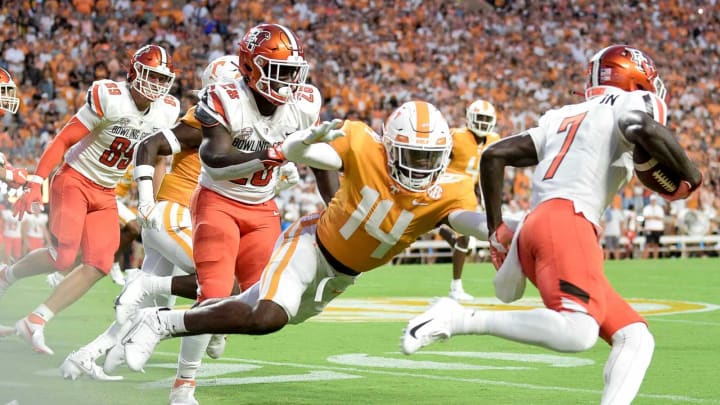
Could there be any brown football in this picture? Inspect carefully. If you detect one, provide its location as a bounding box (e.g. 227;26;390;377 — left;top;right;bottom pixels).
633;145;682;194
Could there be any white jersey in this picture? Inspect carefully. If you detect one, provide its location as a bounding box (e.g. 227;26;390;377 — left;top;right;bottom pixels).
23;212;48;239
198;79;322;204
2;210;22;239
528;86;667;226
65;80;180;188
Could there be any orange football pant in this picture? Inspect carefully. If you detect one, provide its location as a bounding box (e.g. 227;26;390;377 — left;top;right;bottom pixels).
50;165;120;274
190;187;280;302
518;199;646;343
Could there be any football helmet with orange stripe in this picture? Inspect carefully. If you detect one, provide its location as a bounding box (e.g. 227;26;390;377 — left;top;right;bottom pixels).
127;45;175;101
0;68;20;114
465;100;497;138
383;101;452;192
238;24;310;105
585;45;667;100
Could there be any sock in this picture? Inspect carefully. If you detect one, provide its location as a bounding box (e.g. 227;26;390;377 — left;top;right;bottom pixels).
177;334;212;380
158;310;188;335
0;266;15;285
28;304;55;325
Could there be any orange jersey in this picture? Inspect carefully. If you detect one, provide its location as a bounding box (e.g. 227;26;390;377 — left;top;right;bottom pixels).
115;164;133;198
157;106;200;207
448;128;500;182
317;121;477;272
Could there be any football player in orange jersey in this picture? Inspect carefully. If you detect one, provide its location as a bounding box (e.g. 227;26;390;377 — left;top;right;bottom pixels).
0;45;180;354
402;45;702;405
115;101;506;370
439;100;500;301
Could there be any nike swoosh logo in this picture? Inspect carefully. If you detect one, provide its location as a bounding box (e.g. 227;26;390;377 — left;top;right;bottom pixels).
410;318;432;339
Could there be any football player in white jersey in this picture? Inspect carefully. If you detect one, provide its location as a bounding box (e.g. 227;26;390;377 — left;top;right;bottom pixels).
403;45;702;405
60;56;245;380
0;45;180;354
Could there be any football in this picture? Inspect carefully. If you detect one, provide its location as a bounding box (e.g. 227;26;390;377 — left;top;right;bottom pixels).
633;144;682;194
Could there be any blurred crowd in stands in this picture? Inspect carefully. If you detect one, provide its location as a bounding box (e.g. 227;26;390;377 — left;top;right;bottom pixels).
0;0;720;249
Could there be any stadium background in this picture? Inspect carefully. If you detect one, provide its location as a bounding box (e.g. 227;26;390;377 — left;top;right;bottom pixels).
0;0;720;258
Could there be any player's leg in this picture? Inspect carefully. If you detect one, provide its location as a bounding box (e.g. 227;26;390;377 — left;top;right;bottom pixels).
402;199;604;354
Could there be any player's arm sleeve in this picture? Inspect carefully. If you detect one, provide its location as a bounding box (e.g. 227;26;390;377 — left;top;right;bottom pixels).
480;132;538;233
35;115;90;179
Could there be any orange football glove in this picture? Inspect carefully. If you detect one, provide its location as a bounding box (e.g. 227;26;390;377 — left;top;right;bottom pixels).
5;165;28;188
13;175;45;220
489;222;513;270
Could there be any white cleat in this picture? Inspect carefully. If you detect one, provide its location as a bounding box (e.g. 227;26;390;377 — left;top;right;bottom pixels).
170;379;200;405
205;335;227;360
110;263;125;286
400;297;463;354
121;308;170;371
115;271;153;325
450;290;475;302
103;344;128;374
60;349;123;381
45;271;65;289
15;317;55;355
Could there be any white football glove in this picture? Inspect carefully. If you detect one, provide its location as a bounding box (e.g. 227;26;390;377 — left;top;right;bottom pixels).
137;200;160;231
303;118;345;145
275;162;300;194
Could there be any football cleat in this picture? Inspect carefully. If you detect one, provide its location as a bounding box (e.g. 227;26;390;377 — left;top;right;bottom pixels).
450;289;475;302
115;271;153;325
205;335;227;360
400;297;463;354
45;271;65;289
109;263;125;287
121;308;170;371
170;379;200;405
103;344;128;374
15;317;55;354
60;349;123;381
0;325;16;337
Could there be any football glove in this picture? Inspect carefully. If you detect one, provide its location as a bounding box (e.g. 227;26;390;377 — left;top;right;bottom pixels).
488;222;513;270
275;162;300;194
13;175;45;221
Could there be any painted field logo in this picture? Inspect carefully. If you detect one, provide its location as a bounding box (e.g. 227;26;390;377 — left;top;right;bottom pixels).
312;297;720;322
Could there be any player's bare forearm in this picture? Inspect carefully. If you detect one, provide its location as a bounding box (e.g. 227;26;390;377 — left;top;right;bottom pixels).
480;133;538;234
618;110;702;186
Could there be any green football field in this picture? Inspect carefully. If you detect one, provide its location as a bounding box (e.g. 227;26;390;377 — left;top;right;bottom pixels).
0;258;720;405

* Task description
Can you rewrite the lines of the records from the line containing "Could there be any football cleat" through the line containing "0;325;16;337", inclusive, as a JSON list of strings with one string per line and blank lines omitted?

* Exercise solution
[
  "Could there be any football cleat in this picture? Inspect carefully. If you detect one, provide its location as a bounding box (e.g. 227;26;390;377 — left;top;right;bottom pixels).",
  "450;289;475;302",
  "115;271;153;325",
  "205;335;227;360",
  "400;297;463;354",
  "45;271;65;289",
  "109;263;125;287",
  "121;308;170;371",
  "170;379;200;405",
  "103;344;128;374",
  "15;317;55;354",
  "60;349;123;381",
  "0;325;16;337"
]